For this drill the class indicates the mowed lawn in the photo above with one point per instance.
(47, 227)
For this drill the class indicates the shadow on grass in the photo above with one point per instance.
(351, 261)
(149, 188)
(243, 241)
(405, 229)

= = = = =

What is asked: Please scale the listing above by rewriting every line of it, with the wording left unchanged and each answer coordinate multiplied by 1.8. Round each result to the nearest whole number, rounding halves up.

Written answer:
For this drill the class indicates the mowed lawn in the photo above with one point per instance.
(85, 409)
For this drill the class indicates the shadow on grass in the photo above with one point per instance.
(632, 470)
(268, 338)
(437, 434)
(729, 412)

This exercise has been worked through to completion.